▸ **ABOUT THIS EXERCISE**: Write out every line below that includes the word "dark".

▸ **GIVEN RECORDS**:
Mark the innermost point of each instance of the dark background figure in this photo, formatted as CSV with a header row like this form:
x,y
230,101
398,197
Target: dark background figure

▸ **RESULT OF THE EXERCISE**:
Mark the innermost point of each instance of the dark background figure in this photo, formatted as CSV with a header row like this form:
Target: dark background figure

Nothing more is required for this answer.